[START OF Passage shown]
There’s a fine balance between packing too much gear into your 4WD, and not having enough. We’ve found it takes some time to find that balance, and you continually get better at taking what you need, and nothing more.
However, if you are using your 4WD off road, you should have more than the standard jack and wheel brace in the back of your 4WD!
How do you know what to carry?
You wouldn’t get very far throwing everything you ‘might’ need into the back of your 4WD. You’d run out of room too quickly, and your 4WD would be overweight by a mile. So, below are a few of the things we consider when packing our 80 series Land Cruiser.
Where are you going?
There’s a big difference between heading an hour from the city to do a bit of beach driving and crossing the Simpson desert. Your trip length, road conditions and distance from the nearest services should play a role in guiding you to pack the right gear. If you are close to help, you can do without some specialised tools and spare parts. Head to somewhere remote though, and you are on your own!
How long are you going for?
A short play in the local mud holes one afternoon calls for a difference amount of gear in your 4WD than a 5 week trip through the Kimberley. Obviously, there is nothing saying you can’t take it all, but you don’t need to!
Remember to cater for water, food, spare parts, cooking equipment etc, and have a backup plan should things go bad. We always take a little burner plate that screws straight onto an LPG bottle. That way, if you have a problem with your main cooker, you can still eat. We lived for over a week off that little burner stove after the Coleman one went down in Esperance!
Likely breakages or problems
The longer you own your vehicle, the more you know about it. Every vehicle has its weak points, and you should factor this into packing your 4WD. For example, some vehicles have a problem with the bearings going in various pulley’s after water crossings. There isn’t much you can do about it, except for carrying spare pulleys and belts should one let go!
What are you doing?
If you’ve ever driven on a really rough 4WD track, you’d appreciate the hammering our 4WD’s take. The amount of time you are spending off road, and the condition of the tracks should play a role in what you take with you. A days driving on a rough corrugated road will do more damage to your 4WD than a week on the bitumen! If you plan on doing endless corrugations, things like a spare shock absorber won’t go astray!
Your competency on the tools
I’ve seen people take tools with them on 4WD trips that they can’t even name! If you aren’t able to competently use the tools and gear you have with you, they can be more trouble than they are worth. That said, you only need someone with you who knows how to use the tool, and then its of use.
[END OF Passage shown]
→ Written instruction A: Reproduce the stretch of the 4WD packing article from "Where are you" through "don’t need to!".
→ Written instruction B: List every place named in the 4WD packing article.
→ Written instruction C: Pick up the 4WD packing article after its last sentence and carry it on.
[START OF Recorded information]
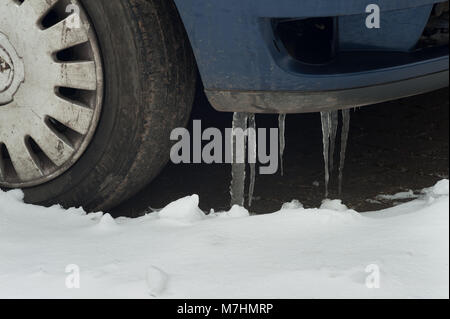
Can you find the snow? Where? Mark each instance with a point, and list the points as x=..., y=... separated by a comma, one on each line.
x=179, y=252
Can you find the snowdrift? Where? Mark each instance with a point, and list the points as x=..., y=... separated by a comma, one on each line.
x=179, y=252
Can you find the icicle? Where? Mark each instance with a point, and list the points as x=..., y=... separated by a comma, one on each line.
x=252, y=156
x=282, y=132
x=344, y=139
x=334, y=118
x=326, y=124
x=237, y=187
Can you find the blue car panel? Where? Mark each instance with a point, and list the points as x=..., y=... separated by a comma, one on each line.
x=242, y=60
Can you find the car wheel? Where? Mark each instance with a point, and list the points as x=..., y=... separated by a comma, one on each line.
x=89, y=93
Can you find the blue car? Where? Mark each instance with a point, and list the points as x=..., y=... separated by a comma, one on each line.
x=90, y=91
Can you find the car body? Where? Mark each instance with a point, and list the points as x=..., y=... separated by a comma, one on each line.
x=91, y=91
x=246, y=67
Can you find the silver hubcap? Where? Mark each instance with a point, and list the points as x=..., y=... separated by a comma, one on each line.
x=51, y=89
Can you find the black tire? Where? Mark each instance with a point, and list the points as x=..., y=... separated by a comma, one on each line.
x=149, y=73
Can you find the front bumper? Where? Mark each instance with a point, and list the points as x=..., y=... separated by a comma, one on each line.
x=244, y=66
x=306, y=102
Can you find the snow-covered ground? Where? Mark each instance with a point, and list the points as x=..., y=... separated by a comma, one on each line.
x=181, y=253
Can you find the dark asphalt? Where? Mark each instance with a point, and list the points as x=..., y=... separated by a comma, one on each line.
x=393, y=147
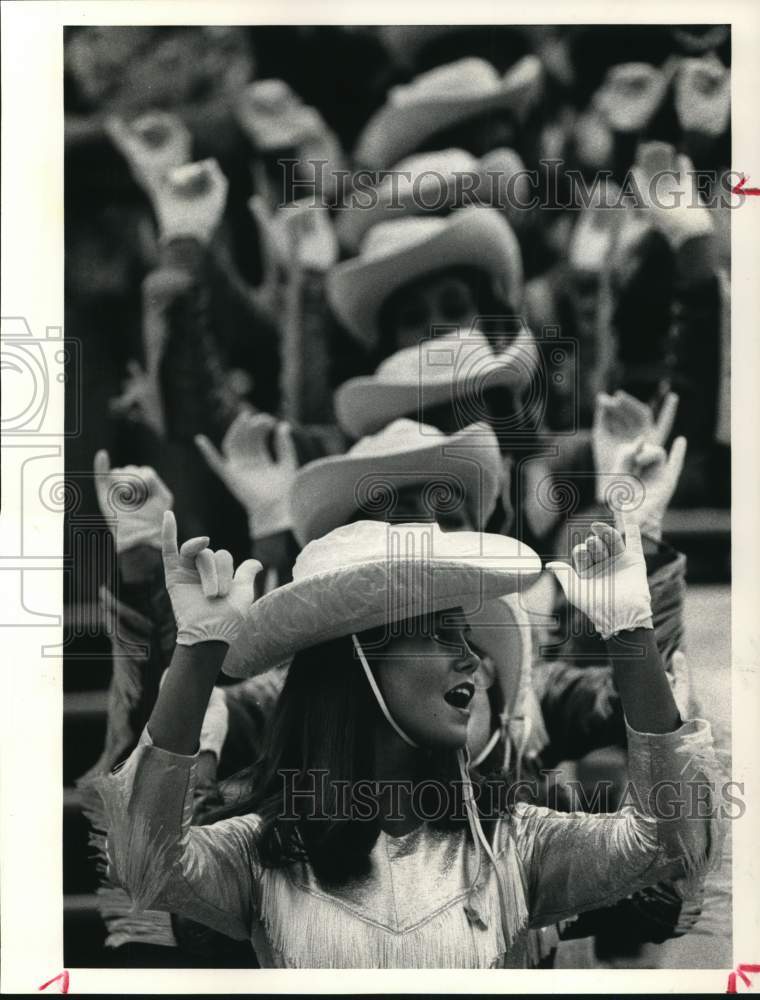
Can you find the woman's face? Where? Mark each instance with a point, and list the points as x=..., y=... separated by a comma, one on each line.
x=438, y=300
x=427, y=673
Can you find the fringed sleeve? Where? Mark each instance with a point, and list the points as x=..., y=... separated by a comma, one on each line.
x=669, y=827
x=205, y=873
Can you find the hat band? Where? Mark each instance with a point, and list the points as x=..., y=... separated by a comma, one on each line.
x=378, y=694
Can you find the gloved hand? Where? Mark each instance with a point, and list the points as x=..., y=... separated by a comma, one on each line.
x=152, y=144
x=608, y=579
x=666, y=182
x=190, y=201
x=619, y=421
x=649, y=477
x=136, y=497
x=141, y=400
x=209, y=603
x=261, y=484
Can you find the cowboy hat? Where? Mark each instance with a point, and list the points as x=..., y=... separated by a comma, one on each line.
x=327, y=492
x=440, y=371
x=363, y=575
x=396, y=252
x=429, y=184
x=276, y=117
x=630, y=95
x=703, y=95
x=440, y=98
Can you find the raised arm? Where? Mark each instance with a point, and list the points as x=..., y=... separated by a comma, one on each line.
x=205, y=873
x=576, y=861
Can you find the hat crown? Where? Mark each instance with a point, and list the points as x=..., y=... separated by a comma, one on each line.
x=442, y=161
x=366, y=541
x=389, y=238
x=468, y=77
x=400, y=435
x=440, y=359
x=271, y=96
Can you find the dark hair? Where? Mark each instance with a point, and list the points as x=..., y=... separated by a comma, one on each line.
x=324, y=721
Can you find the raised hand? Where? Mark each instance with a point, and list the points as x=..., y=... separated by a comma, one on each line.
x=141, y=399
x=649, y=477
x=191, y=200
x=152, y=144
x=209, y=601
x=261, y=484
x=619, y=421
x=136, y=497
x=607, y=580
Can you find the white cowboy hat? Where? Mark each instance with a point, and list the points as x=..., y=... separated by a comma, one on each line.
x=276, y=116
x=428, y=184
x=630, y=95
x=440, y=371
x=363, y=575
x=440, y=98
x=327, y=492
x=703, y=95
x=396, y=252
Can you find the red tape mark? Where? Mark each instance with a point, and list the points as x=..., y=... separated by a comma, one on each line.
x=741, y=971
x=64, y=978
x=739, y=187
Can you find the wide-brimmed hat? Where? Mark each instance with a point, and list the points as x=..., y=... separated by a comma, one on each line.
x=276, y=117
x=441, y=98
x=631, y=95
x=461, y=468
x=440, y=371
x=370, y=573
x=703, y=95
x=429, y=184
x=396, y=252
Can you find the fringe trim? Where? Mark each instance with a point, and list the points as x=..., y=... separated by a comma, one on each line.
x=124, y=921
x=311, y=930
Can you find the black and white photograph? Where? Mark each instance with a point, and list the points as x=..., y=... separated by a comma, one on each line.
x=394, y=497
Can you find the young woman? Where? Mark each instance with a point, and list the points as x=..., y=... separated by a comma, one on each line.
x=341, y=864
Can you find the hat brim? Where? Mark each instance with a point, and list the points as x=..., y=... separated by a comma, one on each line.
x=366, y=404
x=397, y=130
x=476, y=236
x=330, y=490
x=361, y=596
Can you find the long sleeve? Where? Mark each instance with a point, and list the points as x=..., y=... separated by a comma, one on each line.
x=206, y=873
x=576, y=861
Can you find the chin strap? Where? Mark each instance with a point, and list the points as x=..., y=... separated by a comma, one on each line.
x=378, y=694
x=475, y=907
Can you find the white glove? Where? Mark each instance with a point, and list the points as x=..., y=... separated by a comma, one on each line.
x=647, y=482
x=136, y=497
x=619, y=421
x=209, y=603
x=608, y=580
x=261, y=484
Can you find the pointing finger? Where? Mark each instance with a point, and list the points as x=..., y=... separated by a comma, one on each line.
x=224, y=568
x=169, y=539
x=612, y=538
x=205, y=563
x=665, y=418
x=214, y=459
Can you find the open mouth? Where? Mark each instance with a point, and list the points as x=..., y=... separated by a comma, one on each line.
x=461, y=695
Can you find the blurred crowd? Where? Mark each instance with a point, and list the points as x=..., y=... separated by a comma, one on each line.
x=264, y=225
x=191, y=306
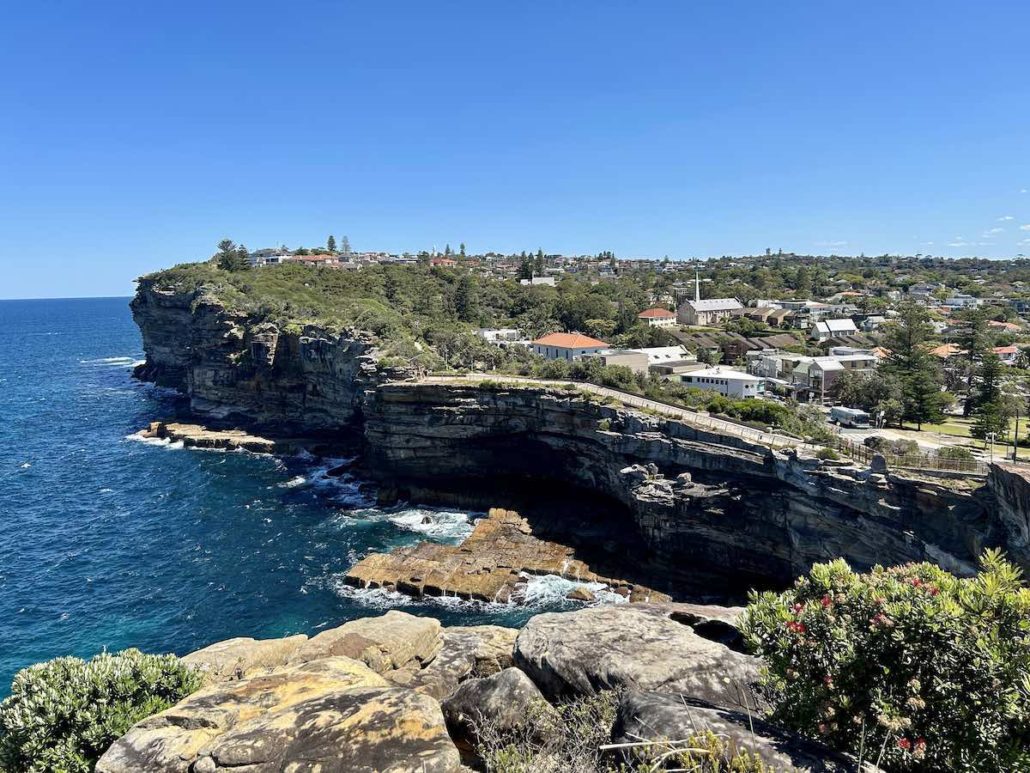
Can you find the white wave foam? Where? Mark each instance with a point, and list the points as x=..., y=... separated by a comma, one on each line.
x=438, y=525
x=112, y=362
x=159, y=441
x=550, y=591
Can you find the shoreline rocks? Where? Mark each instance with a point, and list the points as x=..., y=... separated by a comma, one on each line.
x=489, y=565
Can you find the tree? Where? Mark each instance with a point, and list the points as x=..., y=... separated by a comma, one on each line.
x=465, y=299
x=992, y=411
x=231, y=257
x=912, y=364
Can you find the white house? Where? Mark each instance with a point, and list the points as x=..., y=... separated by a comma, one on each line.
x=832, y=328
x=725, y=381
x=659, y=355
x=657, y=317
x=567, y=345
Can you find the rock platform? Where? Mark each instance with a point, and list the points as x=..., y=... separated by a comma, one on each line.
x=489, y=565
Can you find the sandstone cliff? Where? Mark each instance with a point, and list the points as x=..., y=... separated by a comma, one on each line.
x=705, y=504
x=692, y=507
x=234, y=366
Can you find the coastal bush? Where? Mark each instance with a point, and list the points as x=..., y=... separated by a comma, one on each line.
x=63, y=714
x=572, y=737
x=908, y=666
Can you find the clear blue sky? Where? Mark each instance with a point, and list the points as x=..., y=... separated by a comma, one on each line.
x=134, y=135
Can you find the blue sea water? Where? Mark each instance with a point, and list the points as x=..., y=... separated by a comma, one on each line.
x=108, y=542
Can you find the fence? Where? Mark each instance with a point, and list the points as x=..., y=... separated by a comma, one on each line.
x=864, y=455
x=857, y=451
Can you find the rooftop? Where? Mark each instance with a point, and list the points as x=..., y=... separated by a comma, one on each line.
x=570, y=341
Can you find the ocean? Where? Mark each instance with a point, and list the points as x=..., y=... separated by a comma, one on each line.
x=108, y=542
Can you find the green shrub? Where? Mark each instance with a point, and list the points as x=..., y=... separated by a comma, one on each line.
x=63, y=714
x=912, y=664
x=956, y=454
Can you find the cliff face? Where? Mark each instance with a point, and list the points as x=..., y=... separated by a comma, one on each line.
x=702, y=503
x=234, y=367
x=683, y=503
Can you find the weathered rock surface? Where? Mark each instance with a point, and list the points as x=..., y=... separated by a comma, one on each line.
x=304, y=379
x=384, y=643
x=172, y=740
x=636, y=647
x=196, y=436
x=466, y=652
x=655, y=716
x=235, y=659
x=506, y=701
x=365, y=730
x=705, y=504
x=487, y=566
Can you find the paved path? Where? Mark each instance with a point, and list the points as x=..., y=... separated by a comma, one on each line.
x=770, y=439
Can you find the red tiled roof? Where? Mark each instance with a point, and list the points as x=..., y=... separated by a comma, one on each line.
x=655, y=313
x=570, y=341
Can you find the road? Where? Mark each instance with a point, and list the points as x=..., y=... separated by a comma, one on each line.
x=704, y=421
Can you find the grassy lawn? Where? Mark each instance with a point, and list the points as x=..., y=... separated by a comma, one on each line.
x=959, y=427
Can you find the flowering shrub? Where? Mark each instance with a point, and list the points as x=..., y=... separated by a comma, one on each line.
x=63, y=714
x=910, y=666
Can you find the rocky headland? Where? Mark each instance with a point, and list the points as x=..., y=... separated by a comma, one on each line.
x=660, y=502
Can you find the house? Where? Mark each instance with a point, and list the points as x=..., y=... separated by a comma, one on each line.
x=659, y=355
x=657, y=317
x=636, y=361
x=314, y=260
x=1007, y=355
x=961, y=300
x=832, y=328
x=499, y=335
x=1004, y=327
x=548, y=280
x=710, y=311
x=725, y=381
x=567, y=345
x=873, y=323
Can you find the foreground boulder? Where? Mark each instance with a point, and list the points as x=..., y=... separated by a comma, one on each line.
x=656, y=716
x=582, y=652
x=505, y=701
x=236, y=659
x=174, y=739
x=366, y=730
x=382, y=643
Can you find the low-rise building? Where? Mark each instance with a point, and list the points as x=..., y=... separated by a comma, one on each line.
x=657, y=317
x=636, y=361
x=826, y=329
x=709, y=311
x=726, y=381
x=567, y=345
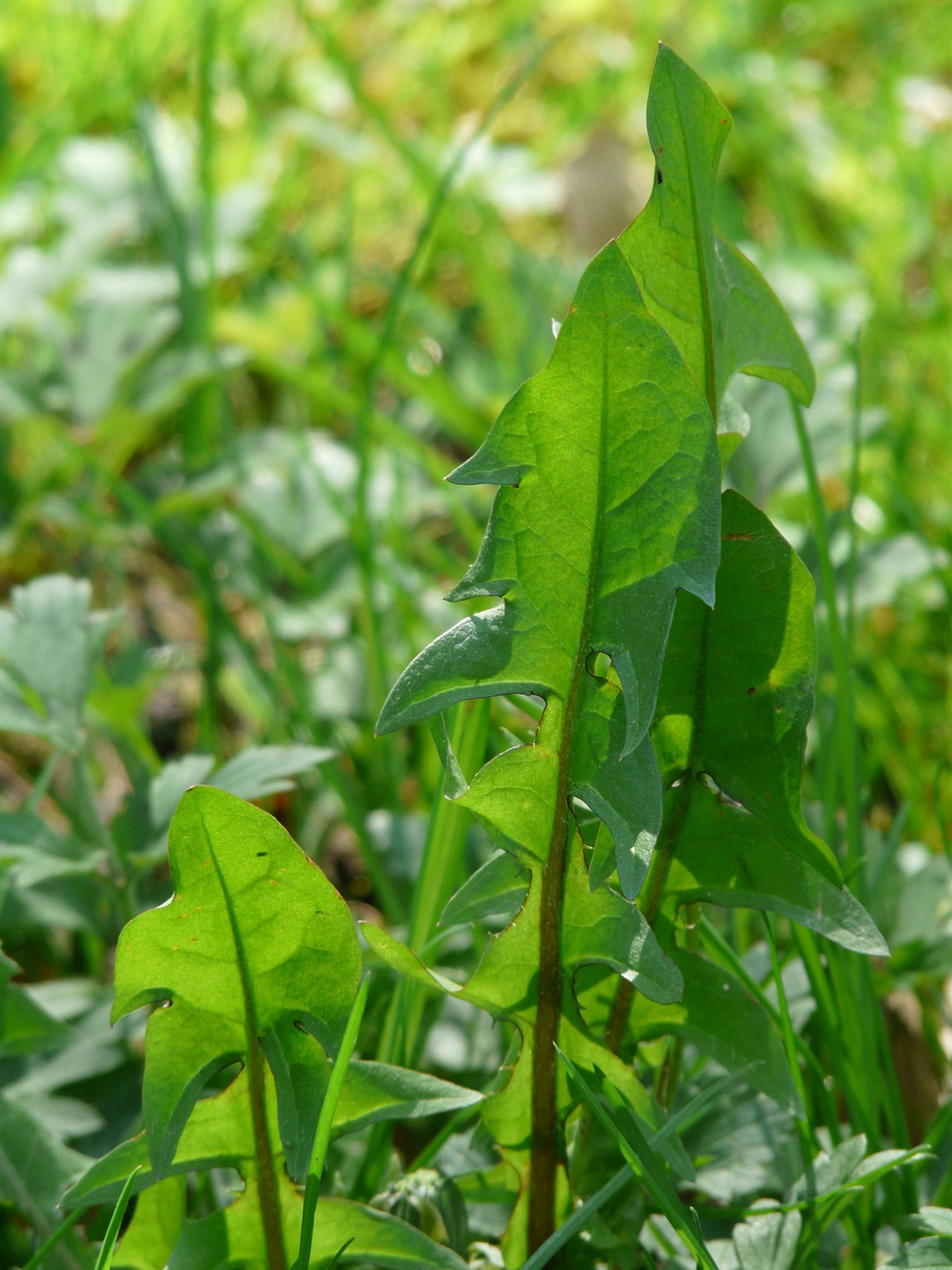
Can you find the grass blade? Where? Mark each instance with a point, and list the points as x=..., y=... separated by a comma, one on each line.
[END OF Recorded information]
→ Task answer A:
Where are you going?
There’s a big difference between heading an hour from the city to do a bit of beach driving and crossing the Simpson desert. Your trip length, road conditions and distance from the nearest services should play a role in guiding you to pack the right gear. If you are close to help, you can do without some specialised tools and spare parts. Head to somewhere remote though, and you are on your own!
How long are you going for?
A short play in the local mud holes one afternoon calls for a difference amount of gear in your 4WD than a 5 week trip through the Kimberley. Obviously, there is nothing saying you can’t take it all, but you don’t need to!

→ Task answer B:
Simpson desert
Kimberley
Esperance

→ Task answer C:
Think about what is practical too; I don’t think you are going to strip an engine down in the middle of the desert, so do you really need the tools to do so?
What you carry in your 4WD can be the difference between life and death when it comes to some of the more remote 4WDing in Australia. Things like the correct amount of water and food are imperative that you get right, as are methods of communication. If you get into serious trouble in the middle of no where, how do you get help? On our 5 weeks up north we carried a SPOT GPS tracker, which is essentially a more capable EPIRB that can call for emergency help anywhere.
Your space available, and weight capacity
Just because you can fit it in doesn’t mean you should! It’s vital that you keep your weight down in a 4WD, and especially under the maximum GVM and GCM. The more your 4WD weighs, the more stress is put on every single component, and the more likely something is to break. What does your 4WD weigh?
Some people go way overboard with what they keep in their 4WD, and others are too lax. It’s all about finding a comfortable medium, and the longer you use your 4WD the better your understanding.
Who are you travelling with?
There’s a big difference between travelling solo, and going with a group of mates. There’s no need for everyone to bring a comprehensive bush mechanics kit if you are going in a group. Spread the load over the group, but ensure you have the gear you may need for your vehicle, like hoses, belts, hub sockets etc.
What do we carry in our 80 series Land Cruiser?
Our 80 has been built as a tough tourer, and it does a very good job. Despite this, I’ve got a range of gear on board, to keep it going should something not go to plan out in the bush. Majority of the time we keep the same items in the vehicle; its just the quantities of water and food that change!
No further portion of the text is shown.